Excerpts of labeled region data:
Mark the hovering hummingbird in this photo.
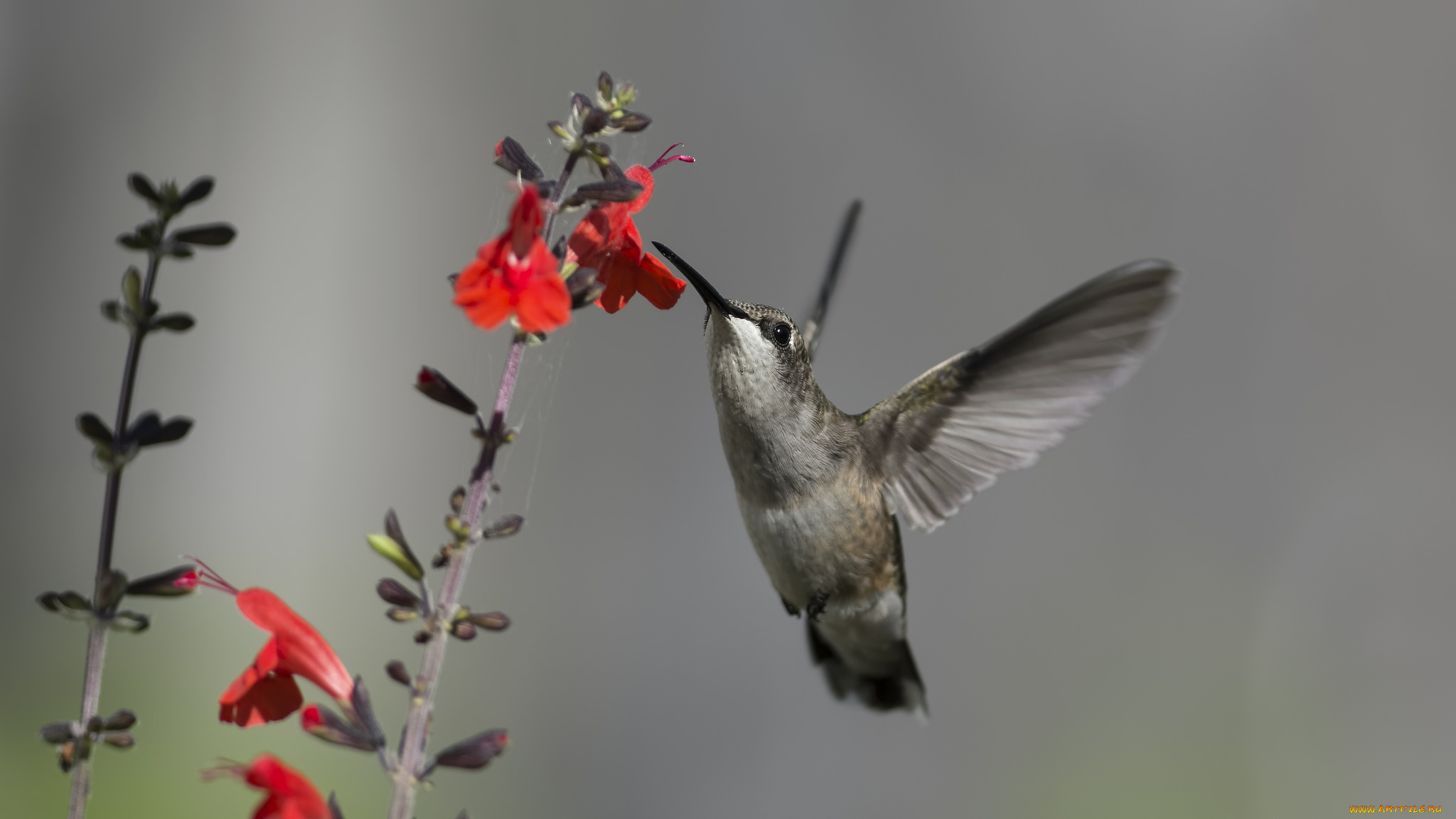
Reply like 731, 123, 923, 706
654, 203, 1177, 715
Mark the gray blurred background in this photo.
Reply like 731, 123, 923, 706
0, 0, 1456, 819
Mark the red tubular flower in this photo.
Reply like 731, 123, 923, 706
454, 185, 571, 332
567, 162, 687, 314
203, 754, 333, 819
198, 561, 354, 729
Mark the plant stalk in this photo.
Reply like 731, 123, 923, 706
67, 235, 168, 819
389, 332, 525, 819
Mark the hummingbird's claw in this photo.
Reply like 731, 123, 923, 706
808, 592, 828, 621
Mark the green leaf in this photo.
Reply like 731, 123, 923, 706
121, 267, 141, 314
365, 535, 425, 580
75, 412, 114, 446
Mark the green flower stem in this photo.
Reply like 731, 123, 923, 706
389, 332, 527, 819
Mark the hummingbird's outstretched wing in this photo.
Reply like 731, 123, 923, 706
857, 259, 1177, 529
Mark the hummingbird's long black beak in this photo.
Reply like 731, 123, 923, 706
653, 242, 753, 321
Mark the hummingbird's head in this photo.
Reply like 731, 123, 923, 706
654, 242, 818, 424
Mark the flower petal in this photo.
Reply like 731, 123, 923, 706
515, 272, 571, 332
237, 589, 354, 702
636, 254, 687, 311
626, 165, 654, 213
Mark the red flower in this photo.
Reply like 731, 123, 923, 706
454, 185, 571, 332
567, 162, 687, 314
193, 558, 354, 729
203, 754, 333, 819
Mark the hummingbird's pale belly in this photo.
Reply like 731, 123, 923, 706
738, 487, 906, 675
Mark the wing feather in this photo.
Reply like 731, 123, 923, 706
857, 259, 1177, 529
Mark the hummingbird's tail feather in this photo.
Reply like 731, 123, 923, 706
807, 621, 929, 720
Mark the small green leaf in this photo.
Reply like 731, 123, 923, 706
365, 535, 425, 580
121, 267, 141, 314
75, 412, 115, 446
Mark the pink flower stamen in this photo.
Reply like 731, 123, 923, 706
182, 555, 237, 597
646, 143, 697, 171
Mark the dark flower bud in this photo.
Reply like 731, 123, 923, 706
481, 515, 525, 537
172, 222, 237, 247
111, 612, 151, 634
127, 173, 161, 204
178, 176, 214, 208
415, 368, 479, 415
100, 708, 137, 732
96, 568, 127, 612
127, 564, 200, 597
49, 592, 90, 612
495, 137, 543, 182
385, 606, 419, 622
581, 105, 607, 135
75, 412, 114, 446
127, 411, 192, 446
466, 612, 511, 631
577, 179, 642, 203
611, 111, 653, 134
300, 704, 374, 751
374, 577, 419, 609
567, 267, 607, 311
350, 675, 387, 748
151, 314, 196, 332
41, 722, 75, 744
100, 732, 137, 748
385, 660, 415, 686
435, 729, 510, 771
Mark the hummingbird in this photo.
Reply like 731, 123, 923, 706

---

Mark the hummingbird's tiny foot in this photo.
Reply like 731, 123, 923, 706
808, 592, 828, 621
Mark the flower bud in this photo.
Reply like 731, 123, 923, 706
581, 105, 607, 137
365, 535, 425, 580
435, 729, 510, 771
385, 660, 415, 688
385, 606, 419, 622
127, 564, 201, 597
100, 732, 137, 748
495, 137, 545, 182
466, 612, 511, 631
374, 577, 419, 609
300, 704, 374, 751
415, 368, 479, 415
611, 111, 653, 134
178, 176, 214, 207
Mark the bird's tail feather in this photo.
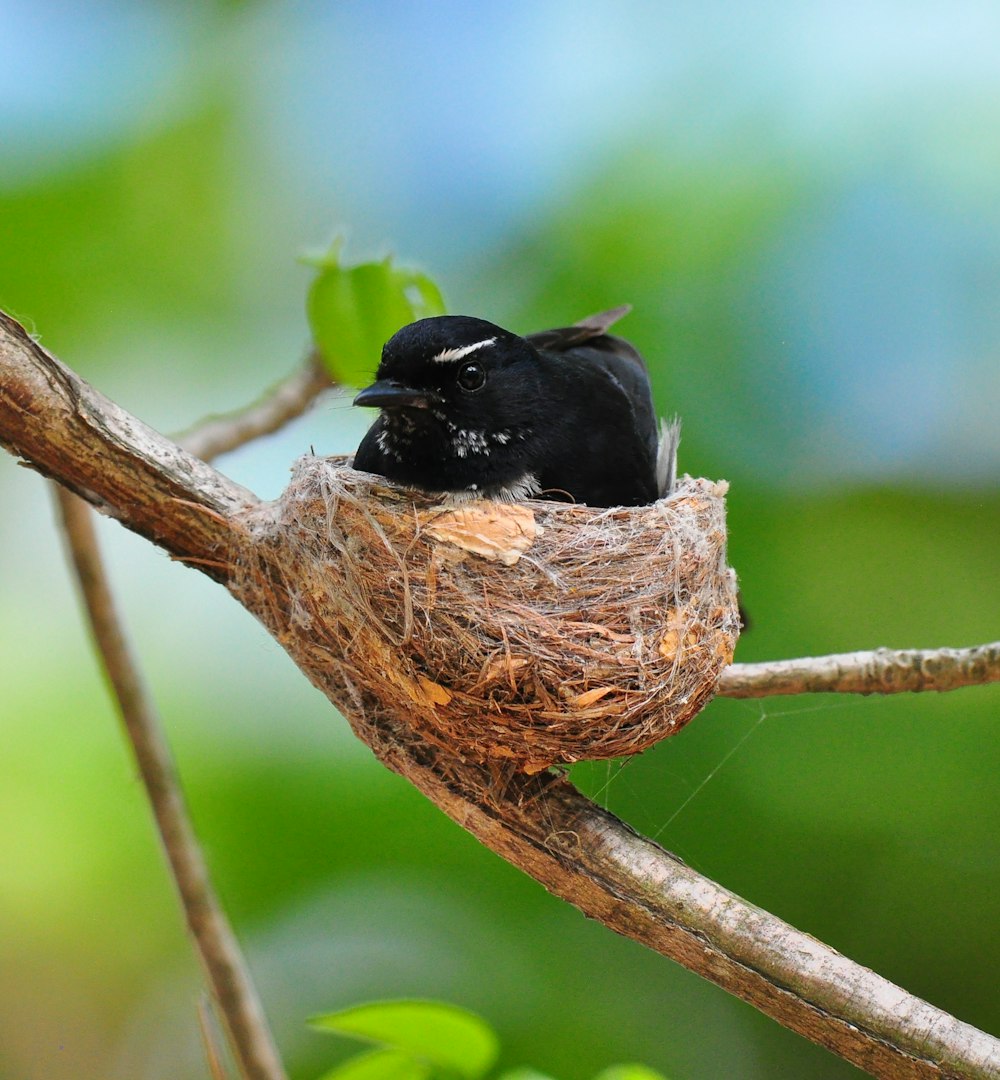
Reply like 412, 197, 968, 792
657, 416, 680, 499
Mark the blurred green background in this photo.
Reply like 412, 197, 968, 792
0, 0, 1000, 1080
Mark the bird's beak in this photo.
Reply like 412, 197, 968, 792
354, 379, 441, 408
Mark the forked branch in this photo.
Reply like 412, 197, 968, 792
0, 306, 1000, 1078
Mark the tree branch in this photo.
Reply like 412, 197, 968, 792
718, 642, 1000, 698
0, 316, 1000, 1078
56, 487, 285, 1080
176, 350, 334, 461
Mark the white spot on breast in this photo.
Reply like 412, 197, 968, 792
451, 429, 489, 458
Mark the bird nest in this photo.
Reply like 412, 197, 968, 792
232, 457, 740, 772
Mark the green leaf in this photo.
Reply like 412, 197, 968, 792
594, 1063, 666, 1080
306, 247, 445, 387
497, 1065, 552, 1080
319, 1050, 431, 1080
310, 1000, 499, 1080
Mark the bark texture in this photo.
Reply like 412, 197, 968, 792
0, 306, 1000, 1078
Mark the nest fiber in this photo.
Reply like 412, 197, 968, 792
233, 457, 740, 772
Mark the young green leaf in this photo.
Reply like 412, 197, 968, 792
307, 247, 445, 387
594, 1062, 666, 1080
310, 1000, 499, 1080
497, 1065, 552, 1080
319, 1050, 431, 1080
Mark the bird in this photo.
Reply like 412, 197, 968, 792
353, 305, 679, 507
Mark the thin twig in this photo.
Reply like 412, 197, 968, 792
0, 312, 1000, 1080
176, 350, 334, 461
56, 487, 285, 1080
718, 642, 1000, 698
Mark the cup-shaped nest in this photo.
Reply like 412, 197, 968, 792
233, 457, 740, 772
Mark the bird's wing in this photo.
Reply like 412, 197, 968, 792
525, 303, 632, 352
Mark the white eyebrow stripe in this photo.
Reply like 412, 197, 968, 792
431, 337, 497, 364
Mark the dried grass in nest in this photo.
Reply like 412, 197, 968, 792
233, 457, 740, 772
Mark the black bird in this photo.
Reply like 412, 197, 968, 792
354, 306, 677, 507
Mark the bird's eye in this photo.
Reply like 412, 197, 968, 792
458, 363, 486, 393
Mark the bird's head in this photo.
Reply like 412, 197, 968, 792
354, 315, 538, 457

...

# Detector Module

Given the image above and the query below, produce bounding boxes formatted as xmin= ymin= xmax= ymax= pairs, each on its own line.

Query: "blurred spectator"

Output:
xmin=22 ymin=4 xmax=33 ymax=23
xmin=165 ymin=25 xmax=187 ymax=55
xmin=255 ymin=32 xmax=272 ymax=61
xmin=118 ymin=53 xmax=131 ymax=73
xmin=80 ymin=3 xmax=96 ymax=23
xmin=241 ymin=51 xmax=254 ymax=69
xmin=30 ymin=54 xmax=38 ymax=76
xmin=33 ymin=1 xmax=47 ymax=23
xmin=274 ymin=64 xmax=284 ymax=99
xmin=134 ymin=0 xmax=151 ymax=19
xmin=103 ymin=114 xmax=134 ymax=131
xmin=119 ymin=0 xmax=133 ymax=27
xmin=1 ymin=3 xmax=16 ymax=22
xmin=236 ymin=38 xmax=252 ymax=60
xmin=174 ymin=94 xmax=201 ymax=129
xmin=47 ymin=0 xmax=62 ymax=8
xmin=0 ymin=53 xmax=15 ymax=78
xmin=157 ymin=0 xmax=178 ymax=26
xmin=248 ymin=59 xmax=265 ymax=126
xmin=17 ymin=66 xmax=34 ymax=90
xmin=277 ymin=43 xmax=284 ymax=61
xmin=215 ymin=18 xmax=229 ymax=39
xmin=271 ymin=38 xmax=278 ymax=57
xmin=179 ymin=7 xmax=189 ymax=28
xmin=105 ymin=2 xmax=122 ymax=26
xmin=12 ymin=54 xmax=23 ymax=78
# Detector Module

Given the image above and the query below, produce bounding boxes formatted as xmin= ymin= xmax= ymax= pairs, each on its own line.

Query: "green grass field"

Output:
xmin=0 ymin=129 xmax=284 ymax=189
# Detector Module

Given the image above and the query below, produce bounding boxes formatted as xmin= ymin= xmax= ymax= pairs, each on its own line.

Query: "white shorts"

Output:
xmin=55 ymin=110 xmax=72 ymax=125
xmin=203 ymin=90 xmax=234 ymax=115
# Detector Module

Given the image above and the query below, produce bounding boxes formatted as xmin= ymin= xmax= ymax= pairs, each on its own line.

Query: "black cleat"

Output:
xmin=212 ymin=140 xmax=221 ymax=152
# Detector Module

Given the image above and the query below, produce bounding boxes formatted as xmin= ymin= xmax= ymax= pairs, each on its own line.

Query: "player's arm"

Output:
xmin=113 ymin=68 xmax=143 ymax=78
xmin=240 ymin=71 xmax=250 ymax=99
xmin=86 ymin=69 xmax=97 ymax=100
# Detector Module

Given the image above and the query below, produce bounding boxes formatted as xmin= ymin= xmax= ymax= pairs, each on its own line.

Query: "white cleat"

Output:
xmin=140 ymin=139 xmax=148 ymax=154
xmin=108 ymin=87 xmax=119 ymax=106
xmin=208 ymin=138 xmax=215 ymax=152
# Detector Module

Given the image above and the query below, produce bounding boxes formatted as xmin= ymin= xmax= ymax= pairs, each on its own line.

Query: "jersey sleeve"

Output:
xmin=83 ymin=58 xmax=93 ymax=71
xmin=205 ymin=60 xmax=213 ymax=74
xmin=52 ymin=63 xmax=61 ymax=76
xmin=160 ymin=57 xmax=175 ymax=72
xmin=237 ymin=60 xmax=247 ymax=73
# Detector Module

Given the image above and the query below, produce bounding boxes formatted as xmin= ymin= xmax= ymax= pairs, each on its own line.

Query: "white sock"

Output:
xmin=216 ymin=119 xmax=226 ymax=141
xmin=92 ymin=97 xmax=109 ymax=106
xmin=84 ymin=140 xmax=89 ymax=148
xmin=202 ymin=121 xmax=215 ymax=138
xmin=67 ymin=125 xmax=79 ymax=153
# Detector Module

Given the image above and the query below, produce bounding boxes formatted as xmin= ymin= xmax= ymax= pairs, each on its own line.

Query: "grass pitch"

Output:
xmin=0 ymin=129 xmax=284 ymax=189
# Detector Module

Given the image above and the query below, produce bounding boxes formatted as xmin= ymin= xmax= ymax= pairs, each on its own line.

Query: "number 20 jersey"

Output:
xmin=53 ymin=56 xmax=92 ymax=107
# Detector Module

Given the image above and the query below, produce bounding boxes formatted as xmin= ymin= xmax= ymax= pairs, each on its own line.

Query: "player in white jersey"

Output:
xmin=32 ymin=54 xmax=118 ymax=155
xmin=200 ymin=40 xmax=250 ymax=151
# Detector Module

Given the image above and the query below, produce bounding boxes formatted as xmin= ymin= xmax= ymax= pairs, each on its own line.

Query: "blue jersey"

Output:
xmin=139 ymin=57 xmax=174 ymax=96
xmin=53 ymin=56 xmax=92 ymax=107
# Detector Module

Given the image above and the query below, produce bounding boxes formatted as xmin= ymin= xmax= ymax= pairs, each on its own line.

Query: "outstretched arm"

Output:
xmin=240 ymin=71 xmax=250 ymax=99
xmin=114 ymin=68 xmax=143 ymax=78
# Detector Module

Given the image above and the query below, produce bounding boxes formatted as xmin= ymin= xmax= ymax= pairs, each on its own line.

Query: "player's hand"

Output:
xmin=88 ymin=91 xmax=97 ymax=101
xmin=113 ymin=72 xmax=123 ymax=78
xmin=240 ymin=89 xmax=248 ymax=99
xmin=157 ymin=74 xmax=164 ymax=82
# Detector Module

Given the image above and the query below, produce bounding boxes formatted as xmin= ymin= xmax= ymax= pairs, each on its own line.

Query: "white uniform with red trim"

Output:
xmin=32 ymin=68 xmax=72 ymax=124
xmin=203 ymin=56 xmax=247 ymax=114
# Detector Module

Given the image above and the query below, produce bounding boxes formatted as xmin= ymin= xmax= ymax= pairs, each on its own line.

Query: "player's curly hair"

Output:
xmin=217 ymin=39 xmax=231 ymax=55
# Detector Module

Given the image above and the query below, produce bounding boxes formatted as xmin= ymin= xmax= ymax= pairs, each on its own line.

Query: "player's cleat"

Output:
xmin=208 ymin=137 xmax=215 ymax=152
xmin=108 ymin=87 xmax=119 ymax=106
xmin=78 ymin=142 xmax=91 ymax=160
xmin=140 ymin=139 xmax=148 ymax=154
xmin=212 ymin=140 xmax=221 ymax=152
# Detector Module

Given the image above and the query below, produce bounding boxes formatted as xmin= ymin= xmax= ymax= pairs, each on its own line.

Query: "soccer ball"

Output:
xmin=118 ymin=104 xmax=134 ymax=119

Job.
Rewrite the stretch of the listing from the line containing "Mark the hovering hummingbird in this photo." through the line containing "626, 165, 654, 213", requests included, shifting every bounding-box coordinate in the answers up by 59 and leaving the requests and their reply samples unchanged. Omit the picture lines from your output.

Response to the exercise.
Mark the hovering hummingbird in this photo.
Reply like 731, 123, 923, 706
713, 262, 1236, 774
Mark the gray blurred background in this photo.
Reply like 731, 123, 923, 706
59, 59, 1515, 878
Mark the red tubular flower in this photo.
Reply like 731, 123, 923, 706
513, 244, 630, 391
626, 221, 746, 373
262, 813, 392, 878
257, 620, 413, 788
Mark the plant stalk in this photo.
Reply like 731, 123, 923, 706
126, 294, 227, 878
448, 391, 584, 878
Mark the hummingbird's claw in this photo.
Reply like 731, 123, 923, 706
867, 651, 887, 680
Mark the green leaf in this photo.
Reply like 731, 123, 923, 706
180, 326, 200, 373
424, 594, 484, 639
134, 471, 173, 505
Mark the green flower stem in this photo.
Reply like 731, 123, 923, 706
448, 391, 586, 878
Mark the hummingbird's outstretched wing in this photo.
Reply like 731, 123, 923, 706
916, 318, 1236, 588
Mark the hummingbird's long black beak in this photo.
Reply like 731, 123, 923, 706
712, 301, 812, 380
Mark the hummingbird's head in this photo.
Reply like 731, 123, 923, 706
713, 301, 877, 483
Mark the flower petal in this photo.
Reply like 731, 123, 923, 706
574, 331, 630, 391
296, 648, 413, 761
695, 313, 746, 370
685, 224, 713, 272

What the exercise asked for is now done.